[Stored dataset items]
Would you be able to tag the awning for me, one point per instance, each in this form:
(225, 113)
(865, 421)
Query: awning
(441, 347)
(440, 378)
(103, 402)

— EXERCISE AIM —
From the first line through the last, repeat the entries exactly.

— EXERCISE RESULT —
Would you be able to tag the awning for me, one point per instance, each in this form:
(225, 113)
(865, 421)
Query: awning
(441, 347)
(440, 378)
(103, 402)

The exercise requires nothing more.